Extract each line of the items below that contains the word "skin", copying the lines in the order in which they appear.

_ _ _

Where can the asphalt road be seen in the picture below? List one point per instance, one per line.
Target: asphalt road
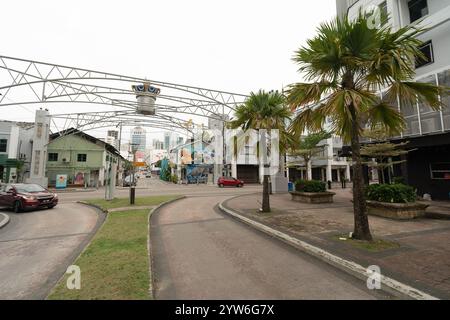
(198, 253)
(37, 247)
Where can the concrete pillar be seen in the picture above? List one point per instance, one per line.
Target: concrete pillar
(329, 172)
(309, 171)
(39, 153)
(347, 173)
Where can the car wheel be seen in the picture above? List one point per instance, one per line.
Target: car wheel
(17, 206)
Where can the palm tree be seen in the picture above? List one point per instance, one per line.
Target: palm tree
(345, 65)
(264, 110)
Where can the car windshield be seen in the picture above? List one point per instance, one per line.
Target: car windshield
(28, 188)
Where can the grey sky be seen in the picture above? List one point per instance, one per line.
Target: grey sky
(237, 46)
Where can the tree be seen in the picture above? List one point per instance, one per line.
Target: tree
(345, 65)
(308, 147)
(264, 110)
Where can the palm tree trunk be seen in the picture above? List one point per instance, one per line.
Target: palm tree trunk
(266, 197)
(361, 228)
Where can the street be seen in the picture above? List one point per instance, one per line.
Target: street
(37, 247)
(199, 253)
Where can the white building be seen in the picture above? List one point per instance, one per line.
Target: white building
(428, 131)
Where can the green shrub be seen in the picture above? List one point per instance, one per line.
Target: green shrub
(174, 178)
(310, 186)
(393, 193)
(398, 180)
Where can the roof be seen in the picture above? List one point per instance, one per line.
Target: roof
(76, 132)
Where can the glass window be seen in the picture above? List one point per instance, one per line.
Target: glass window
(3, 145)
(427, 51)
(444, 80)
(52, 157)
(417, 9)
(81, 157)
(429, 119)
(440, 171)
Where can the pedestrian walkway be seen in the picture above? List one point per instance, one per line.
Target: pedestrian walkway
(418, 253)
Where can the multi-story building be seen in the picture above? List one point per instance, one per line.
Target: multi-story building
(139, 139)
(16, 144)
(112, 137)
(83, 158)
(428, 131)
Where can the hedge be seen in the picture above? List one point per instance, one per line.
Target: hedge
(393, 193)
(310, 186)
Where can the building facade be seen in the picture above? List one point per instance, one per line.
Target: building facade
(83, 158)
(16, 144)
(139, 139)
(428, 131)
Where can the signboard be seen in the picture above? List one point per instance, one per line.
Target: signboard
(139, 164)
(61, 181)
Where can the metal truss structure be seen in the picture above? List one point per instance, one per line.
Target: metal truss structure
(27, 82)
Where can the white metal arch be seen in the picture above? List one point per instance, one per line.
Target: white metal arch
(27, 82)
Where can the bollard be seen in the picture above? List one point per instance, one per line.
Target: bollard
(132, 195)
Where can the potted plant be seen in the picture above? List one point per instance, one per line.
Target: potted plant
(395, 201)
(311, 191)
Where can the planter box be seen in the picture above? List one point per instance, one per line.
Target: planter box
(399, 211)
(312, 197)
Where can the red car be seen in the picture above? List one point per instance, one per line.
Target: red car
(26, 196)
(229, 182)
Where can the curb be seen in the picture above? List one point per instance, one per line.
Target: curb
(392, 286)
(149, 245)
(5, 220)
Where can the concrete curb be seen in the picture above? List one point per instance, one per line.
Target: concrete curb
(4, 221)
(149, 245)
(390, 285)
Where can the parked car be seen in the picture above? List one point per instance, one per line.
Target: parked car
(26, 196)
(229, 182)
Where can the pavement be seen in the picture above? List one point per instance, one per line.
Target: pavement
(421, 258)
(37, 247)
(199, 253)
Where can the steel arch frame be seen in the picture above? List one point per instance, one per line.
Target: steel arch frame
(72, 85)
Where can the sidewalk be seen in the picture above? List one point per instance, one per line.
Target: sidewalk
(415, 252)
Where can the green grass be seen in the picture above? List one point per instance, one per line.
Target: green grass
(115, 266)
(376, 245)
(125, 202)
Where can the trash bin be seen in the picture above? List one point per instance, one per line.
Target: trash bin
(290, 186)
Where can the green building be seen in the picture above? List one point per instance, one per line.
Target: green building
(83, 158)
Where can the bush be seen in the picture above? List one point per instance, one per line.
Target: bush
(399, 180)
(310, 186)
(174, 178)
(393, 193)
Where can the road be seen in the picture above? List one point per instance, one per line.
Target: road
(199, 253)
(37, 247)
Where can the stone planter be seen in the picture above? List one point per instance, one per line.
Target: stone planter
(312, 197)
(399, 211)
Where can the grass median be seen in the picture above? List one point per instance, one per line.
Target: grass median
(115, 265)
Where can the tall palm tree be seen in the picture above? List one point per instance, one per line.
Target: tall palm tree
(264, 110)
(345, 65)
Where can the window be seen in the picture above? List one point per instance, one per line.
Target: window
(3, 144)
(81, 157)
(440, 171)
(427, 51)
(417, 9)
(52, 157)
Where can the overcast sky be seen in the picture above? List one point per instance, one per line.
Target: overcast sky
(233, 45)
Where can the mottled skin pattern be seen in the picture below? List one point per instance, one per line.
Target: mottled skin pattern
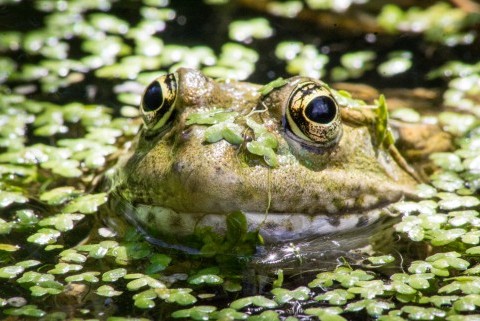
(179, 171)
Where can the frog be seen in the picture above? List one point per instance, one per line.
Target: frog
(327, 162)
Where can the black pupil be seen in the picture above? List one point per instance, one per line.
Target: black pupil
(153, 97)
(321, 109)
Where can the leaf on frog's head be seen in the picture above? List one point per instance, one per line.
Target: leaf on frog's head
(382, 131)
(264, 144)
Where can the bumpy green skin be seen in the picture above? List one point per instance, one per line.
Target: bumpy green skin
(181, 172)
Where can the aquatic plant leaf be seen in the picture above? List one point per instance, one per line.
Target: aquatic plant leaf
(8, 247)
(141, 280)
(37, 290)
(7, 198)
(26, 310)
(107, 291)
(90, 277)
(335, 297)
(368, 289)
(64, 268)
(114, 275)
(421, 313)
(65, 168)
(179, 296)
(44, 236)
(282, 296)
(448, 260)
(265, 316)
(257, 300)
(28, 263)
(86, 204)
(61, 222)
(326, 314)
(228, 314)
(381, 260)
(374, 308)
(200, 312)
(158, 262)
(10, 272)
(59, 195)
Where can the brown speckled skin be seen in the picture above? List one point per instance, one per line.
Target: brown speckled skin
(180, 171)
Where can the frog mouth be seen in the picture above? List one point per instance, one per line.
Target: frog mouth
(273, 227)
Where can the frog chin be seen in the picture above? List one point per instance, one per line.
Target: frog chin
(273, 227)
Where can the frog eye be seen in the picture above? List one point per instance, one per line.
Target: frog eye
(158, 102)
(313, 115)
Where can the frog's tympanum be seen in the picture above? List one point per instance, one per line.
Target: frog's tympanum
(288, 155)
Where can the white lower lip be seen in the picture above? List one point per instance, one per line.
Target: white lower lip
(273, 227)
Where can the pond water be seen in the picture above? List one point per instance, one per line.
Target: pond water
(71, 77)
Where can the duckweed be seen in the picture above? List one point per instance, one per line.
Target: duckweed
(53, 148)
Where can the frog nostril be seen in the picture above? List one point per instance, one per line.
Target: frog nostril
(153, 97)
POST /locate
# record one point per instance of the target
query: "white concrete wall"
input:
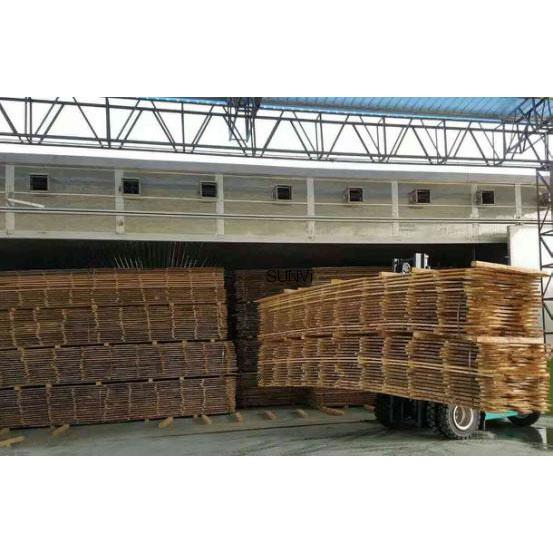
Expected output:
(170, 196)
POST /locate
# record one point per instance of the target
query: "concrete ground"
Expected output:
(356, 432)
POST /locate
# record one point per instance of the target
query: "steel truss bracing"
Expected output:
(544, 194)
(242, 127)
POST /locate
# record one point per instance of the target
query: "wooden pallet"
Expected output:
(114, 362)
(466, 336)
(126, 401)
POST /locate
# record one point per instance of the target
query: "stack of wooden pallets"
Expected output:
(458, 336)
(325, 275)
(331, 397)
(248, 287)
(110, 345)
(251, 285)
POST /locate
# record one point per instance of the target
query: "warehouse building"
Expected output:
(282, 222)
(320, 216)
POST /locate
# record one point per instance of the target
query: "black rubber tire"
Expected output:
(525, 420)
(382, 410)
(431, 419)
(449, 425)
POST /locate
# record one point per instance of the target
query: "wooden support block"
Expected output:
(11, 441)
(238, 417)
(166, 422)
(60, 430)
(206, 419)
(331, 411)
(269, 415)
(510, 268)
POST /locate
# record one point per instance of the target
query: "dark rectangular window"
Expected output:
(208, 189)
(283, 192)
(355, 194)
(488, 197)
(131, 186)
(38, 183)
(423, 196)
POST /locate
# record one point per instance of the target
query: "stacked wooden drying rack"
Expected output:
(109, 345)
(457, 336)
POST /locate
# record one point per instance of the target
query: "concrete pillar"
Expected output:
(518, 201)
(310, 207)
(119, 202)
(220, 205)
(395, 207)
(9, 186)
(475, 212)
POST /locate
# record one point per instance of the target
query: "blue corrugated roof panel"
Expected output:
(467, 107)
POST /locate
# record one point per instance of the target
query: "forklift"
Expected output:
(455, 422)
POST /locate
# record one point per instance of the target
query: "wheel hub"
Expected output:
(463, 417)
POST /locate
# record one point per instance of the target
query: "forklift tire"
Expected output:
(382, 410)
(456, 422)
(525, 420)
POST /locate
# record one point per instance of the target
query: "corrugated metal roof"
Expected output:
(472, 108)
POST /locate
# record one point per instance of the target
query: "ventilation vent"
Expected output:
(485, 197)
(208, 189)
(354, 195)
(282, 192)
(131, 186)
(419, 196)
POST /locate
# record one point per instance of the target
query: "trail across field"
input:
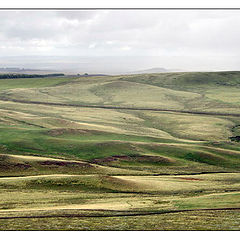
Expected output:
(122, 108)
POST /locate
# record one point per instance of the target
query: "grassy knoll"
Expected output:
(105, 164)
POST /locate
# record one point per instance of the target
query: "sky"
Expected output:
(121, 40)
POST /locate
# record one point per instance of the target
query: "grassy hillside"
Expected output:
(117, 146)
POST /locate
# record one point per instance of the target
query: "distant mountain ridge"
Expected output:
(156, 70)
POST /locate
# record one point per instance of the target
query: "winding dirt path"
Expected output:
(122, 108)
(129, 214)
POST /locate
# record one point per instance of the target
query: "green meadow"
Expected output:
(128, 152)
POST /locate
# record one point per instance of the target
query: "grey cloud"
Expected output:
(163, 33)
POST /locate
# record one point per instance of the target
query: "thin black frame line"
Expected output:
(72, 9)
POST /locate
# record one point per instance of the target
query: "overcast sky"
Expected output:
(186, 39)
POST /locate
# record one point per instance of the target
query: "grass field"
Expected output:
(129, 152)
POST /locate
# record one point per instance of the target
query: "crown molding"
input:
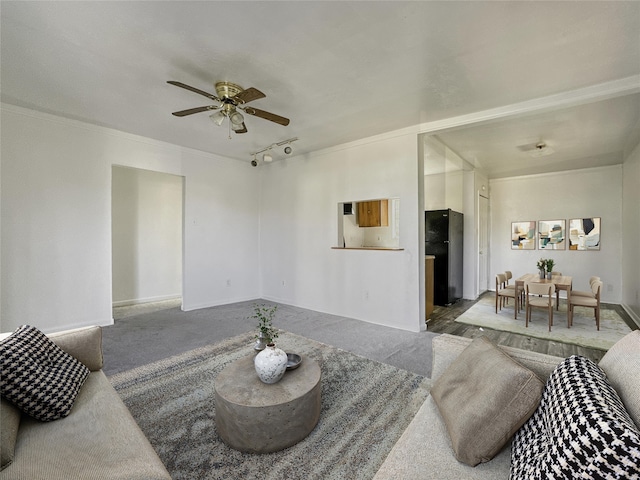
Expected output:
(603, 91)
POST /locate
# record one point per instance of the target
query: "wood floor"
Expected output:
(443, 321)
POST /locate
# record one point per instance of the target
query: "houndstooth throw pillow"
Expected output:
(38, 376)
(580, 430)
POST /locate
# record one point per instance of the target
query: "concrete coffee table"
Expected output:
(252, 416)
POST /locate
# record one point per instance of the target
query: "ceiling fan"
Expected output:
(230, 98)
(538, 149)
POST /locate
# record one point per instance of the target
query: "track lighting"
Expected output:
(267, 151)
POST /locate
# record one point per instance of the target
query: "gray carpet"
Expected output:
(142, 334)
(366, 406)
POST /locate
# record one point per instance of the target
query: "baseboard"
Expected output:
(71, 326)
(138, 301)
(634, 316)
(227, 301)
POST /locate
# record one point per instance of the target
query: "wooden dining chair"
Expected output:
(586, 293)
(588, 302)
(503, 293)
(513, 286)
(539, 295)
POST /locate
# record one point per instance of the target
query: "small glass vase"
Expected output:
(271, 363)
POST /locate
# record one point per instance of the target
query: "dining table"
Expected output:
(562, 282)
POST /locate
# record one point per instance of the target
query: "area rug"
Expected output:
(583, 332)
(366, 405)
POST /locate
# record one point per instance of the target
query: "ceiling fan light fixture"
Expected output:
(217, 118)
(236, 118)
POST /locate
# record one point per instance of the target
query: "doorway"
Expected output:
(146, 236)
(483, 244)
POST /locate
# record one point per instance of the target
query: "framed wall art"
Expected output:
(523, 235)
(584, 233)
(551, 234)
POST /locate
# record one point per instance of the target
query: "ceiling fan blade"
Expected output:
(191, 111)
(249, 95)
(194, 89)
(243, 129)
(267, 115)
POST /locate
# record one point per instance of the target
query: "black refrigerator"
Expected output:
(443, 240)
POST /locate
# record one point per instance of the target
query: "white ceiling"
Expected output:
(341, 71)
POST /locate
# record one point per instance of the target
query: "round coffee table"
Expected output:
(252, 416)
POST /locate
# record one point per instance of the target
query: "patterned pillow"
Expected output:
(38, 376)
(580, 430)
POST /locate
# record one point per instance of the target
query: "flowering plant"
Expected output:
(549, 265)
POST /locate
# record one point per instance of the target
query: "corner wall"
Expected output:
(631, 234)
(56, 220)
(299, 225)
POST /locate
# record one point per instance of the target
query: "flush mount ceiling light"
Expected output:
(267, 156)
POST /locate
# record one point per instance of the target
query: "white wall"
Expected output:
(146, 213)
(444, 190)
(300, 224)
(631, 234)
(595, 192)
(56, 220)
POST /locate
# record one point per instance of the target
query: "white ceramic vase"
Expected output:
(271, 363)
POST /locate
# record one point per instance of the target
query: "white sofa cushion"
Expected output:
(622, 366)
(485, 397)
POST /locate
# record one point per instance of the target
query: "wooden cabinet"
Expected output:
(374, 213)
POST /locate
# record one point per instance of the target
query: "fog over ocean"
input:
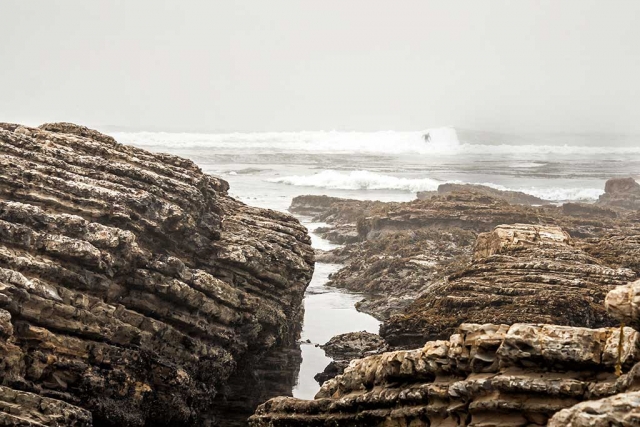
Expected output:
(272, 167)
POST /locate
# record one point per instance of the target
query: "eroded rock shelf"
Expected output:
(132, 286)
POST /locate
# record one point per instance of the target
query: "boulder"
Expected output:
(519, 273)
(621, 193)
(134, 287)
(482, 375)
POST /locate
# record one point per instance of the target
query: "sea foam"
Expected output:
(442, 141)
(367, 180)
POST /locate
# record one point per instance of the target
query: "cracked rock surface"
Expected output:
(134, 287)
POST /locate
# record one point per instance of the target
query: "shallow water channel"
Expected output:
(328, 312)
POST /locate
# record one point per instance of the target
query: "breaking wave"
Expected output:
(440, 141)
(367, 180)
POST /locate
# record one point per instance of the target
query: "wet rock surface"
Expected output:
(344, 348)
(513, 197)
(415, 258)
(133, 286)
(519, 273)
(519, 375)
(622, 193)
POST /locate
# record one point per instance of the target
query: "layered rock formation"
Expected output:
(414, 259)
(344, 348)
(488, 375)
(513, 197)
(393, 271)
(484, 375)
(133, 286)
(622, 193)
(519, 273)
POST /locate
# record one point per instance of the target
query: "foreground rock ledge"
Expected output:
(484, 375)
(487, 375)
(133, 286)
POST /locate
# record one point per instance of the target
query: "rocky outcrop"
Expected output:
(497, 375)
(519, 273)
(622, 193)
(133, 286)
(344, 348)
(20, 408)
(512, 197)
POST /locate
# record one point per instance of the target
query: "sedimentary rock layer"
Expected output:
(132, 285)
(622, 193)
(520, 273)
(517, 375)
(513, 197)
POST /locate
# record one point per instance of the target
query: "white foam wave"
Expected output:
(442, 141)
(367, 180)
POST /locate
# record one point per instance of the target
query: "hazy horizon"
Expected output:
(527, 67)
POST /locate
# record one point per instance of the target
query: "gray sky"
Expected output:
(527, 65)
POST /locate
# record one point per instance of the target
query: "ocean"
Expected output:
(269, 169)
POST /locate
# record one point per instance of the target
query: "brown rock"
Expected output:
(621, 193)
(133, 286)
(519, 273)
(482, 375)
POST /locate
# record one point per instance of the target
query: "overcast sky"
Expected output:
(527, 65)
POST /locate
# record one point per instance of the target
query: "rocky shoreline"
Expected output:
(471, 262)
(134, 291)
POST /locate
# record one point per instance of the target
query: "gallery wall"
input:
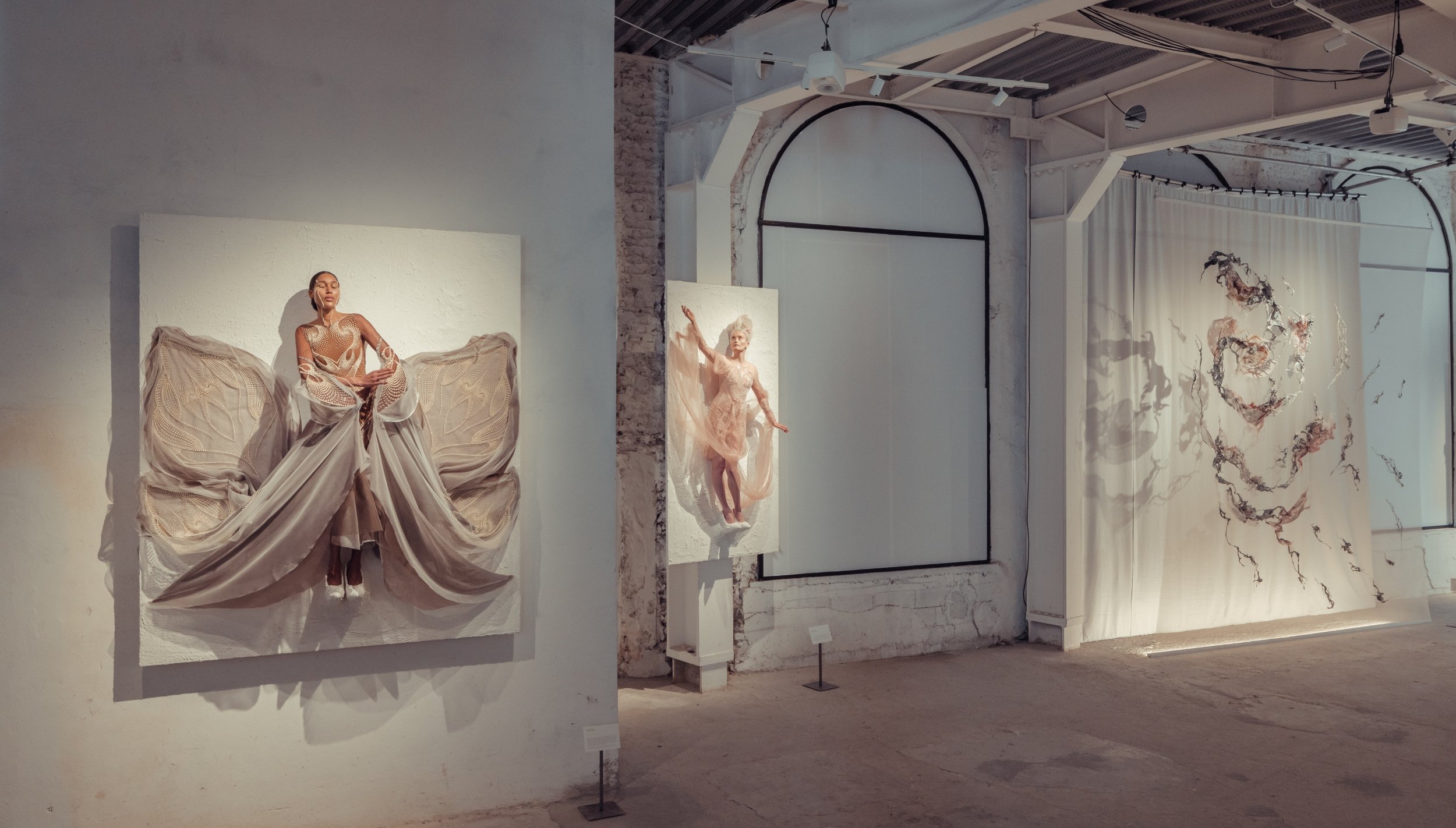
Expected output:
(449, 115)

_ _ _

§ **Solution to this exercise**
Where can the mottled skin pattern be seen in the picture below? List one point per instance, one per line.
Target: mottled skin pattern
Where can the bumpy green skin be seen in the picture above? List one point per instance, one per line.
Target: bumpy green skin
Where can the brown speckled skin be seen in the picture above? List one point per instance, one per line.
Target: brown speckled skin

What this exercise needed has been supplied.